→ **WORK TO COMPLETE**
Go through the entries and copy every one exactly.

Point localization data:
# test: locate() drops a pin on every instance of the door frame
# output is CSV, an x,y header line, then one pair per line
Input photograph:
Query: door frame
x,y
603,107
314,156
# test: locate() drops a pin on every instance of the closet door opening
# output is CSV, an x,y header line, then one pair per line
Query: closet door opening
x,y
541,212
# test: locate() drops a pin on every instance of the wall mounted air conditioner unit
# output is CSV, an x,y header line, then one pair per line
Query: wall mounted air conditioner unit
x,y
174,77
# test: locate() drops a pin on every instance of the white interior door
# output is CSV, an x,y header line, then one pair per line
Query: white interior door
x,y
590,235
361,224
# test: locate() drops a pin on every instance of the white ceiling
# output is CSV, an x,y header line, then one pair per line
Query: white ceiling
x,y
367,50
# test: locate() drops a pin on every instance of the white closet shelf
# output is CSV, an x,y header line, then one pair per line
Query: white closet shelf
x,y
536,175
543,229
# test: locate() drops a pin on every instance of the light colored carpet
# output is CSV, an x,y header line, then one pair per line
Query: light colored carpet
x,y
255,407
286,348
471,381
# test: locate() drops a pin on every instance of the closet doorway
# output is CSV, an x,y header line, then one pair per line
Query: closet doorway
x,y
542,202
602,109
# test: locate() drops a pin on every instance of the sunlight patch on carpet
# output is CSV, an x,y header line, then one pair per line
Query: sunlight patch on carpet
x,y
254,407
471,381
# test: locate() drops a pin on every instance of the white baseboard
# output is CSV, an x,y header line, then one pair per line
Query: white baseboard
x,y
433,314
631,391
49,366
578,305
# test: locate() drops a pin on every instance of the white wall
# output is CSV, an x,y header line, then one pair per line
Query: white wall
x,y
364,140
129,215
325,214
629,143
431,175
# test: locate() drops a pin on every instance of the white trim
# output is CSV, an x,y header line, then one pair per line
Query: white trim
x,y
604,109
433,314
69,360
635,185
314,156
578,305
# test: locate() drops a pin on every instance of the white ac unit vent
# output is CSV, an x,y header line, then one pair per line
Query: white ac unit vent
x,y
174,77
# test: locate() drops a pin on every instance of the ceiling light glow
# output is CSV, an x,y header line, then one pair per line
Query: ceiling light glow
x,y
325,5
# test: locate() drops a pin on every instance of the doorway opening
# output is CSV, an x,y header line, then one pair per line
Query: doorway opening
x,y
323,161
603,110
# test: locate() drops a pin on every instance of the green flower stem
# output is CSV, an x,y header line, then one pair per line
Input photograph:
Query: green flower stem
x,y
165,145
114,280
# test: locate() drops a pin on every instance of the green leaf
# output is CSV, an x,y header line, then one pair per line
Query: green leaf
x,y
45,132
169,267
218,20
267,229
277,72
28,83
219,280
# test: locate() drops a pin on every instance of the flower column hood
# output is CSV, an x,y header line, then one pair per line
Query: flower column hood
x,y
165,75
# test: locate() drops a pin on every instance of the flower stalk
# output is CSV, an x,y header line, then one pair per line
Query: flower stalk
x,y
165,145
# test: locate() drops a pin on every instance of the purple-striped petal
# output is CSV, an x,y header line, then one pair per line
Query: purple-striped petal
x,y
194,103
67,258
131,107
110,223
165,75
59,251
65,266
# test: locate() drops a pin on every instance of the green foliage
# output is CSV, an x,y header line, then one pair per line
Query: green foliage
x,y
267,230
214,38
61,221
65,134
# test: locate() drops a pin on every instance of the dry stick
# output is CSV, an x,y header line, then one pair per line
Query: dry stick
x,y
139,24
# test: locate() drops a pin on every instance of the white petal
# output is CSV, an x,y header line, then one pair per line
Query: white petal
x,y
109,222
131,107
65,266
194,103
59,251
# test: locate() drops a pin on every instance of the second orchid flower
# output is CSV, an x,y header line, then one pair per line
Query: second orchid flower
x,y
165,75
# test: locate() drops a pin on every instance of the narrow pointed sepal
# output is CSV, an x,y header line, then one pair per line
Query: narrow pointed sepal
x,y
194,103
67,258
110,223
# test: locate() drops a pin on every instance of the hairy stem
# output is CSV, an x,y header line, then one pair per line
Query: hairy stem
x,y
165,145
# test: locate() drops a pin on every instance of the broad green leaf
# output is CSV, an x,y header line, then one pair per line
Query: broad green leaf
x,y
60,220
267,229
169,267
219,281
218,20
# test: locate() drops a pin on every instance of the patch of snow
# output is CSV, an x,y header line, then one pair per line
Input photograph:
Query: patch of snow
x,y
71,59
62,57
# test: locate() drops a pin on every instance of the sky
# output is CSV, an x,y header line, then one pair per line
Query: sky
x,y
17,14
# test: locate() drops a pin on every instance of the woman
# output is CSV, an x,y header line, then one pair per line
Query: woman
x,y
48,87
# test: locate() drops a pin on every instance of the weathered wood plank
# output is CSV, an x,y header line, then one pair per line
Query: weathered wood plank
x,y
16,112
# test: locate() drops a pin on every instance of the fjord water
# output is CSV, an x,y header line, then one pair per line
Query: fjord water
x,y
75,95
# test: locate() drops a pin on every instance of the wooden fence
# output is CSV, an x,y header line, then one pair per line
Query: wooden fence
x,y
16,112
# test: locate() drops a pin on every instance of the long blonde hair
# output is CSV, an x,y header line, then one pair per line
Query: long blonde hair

→ **ANSWER SECTION**
# test: locate() drops a pin on every instance of the door frame
# output is CSV, an x,y header line, then one pair per line
Input photograph:
Query: door frame
x,y
603,107
314,156
# test: locate() drops a pin on every instance of the closet door opening
# output is CSV, an x,y header line, then one pair per line
Query: closet door opening
x,y
541,212
# test: locate() drops a pin on every instance of the wall mounted air conditioner unit
# output is CSV, an x,y header line, then one pair per line
Query: wall mounted air conditioner unit
x,y
174,77
# test: locate() drops a pin on every instance of the white interior door
# output is CSV, an x,y header line, then one pair per line
Query: white interior door
x,y
590,235
361,224
# test: locate() drops a pin on every instance of the white ceiling
# output is CSV, an x,y header line, then one pair per line
Query: white ceiling
x,y
367,50
# test: locate() drops a pin on every instance of the white closet shelf
# output is CSV, an x,y header line, then one pair per line
Query: white closet shelf
x,y
536,175
543,229
# test: locate() drops a pin on every instance of the light colored carpet
# output is CSV, an x,y header line, then one pair per line
Query: light colored carpet
x,y
255,407
286,348
471,381
# test: locate() drops a pin on every instance of the closet doorway
# output is CSV, an x,y header line, then one pair per line
Query: closet doorway
x,y
542,202
602,109
# test: locate() drops a pin on every instance of the sunlight patch on carpet
# output is CSV, an x,y header line, then one pair per line
Query: sunlight patch on carpet
x,y
254,407
471,381
# test: locate() drops a pin on every instance of the white baseboard
# output is CSV, an x,y header line, then one pair per line
Query: white baseboard
x,y
433,314
631,391
49,366
578,305
# test: locate() drops a pin on every instance of the white wall
# output is CSV, an x,y header line, then one pair per line
Query: white wall
x,y
364,140
129,215
325,214
629,143
431,175
# test: locate() drops a pin on every instance of the white trim
# output is CSV, an x,y header line, then one pair per line
Query: white trim
x,y
604,109
433,314
69,360
635,185
314,156
578,305
# test: locate() drops a pin on every instance of the white ac unit vent
# output is CSV, an x,y header line, then one pair per line
Query: white ac unit vent
x,y
174,77
# test: locate() drops a pin on every instance of the ceiling light glow
# output is CSV, an x,y header line, then one pair per line
Query: ceiling light glow
x,y
325,5
# test: locate() drops a pin on every instance of the doorway opening
# output is CSV, an x,y header line, then one pair per line
Query: doorway opening
x,y
323,161
603,110
# test: locate() drops a pin on every instance of the green flower stem
# output is CSV, an x,y header line, then one pair per line
Input photograph:
Query: green flower stem
x,y
165,145
114,280
# test: locate() drops a pin on every instance of the green leaf
# output is CSV, an x,y header line, then one pair per line
Query: green leaf
x,y
45,132
169,267
218,20
267,229
277,72
28,83
219,280
# test: locate() drops a pin on every instance of the flower column hood
# output is CSV, an x,y header line, then one pair per line
Query: flower column hood
x,y
165,75
# test: locate() drops a pin on every instance of the flower stalk
# output is CSV, an x,y header line, then one pair per line
Query: flower stalk
x,y
165,145
# test: locate() drops a pin on every instance of the purple-striped petal
# output is CSV, an x,y header line, then one pair per line
Query: purple-striped petal
x,y
194,103
67,258
131,107
110,223
165,75
59,251
65,266
# test: locate() drops a pin on every instance of the green foliage
# output is CSV, an x,y header line, then one pair per line
Query: green foliage
x,y
267,230
214,38
61,221
65,134
# test: locate() drops a pin on every instance of the dry stick
# output is CSV, an x,y header line, then one pair per line
Query: dry stick
x,y
139,24
# test: locate() drops a pin on every instance of the white petal
# output is CSV, an x,y header line, then one pair per line
Query: white petal
x,y
109,222
131,107
65,266
194,103
59,251
# test: locate() drops a pin on every instance of the second orchid flower
# output is CSV, an x,y header line, then one pair per line
Query: second orchid flower
x,y
165,75
# test: locate() drops a pin on every instance of the narrow pointed sepal
# output is CSV, an x,y header line, then one pair per line
Query: narrow pointed sepal
x,y
194,103
67,258
110,223
# test: locate() drops a pin on every instance of the hairy stem
# output is CSV, an x,y header line, then one pair per line
Query: hairy stem
x,y
165,145
# test: locate() drops a pin on every instance of the broad green leaf
# output is CSV, an x,y header line, then one pair per line
Query: broad green leaf
x,y
60,220
267,229
169,267
219,281
218,20
# test: locate() drops a pin on every instance of the patch of snow
# output is CSV, an x,y header line, then one pair per line
Input photograph:
Query: patch of snow
x,y
71,59
62,57
# test: locate() drops a pin on every instance of the sky
# output is CSV, an x,y header line, then one pair per line
Query: sky
x,y
17,14
# test: locate() drops a pin on every instance of the woman
# output is CSV, an x,y header line, then one pair per line
Query: woman
x,y
48,87
# test: locate() drops a pin on every instance of the weathered wood plank
# output is CSV, an x,y header line, then one pair per line
Query: weathered wood plank
x,y
16,112
# test: locate() drops a pin on every instance of the fjord water
# output is CSV, an x,y header line, then one pair per line
Query: fjord water
x,y
75,95
# test: locate() drops a pin on every instance of the wooden fence
# output is CSV, an x,y header line, then one pair per line
Query: wooden fence
x,y
16,112
# test: locate() drops a pin on every instance of the long blonde hair
# output is CSV, an x,y header line, then one pair per line
Query: long blonde hair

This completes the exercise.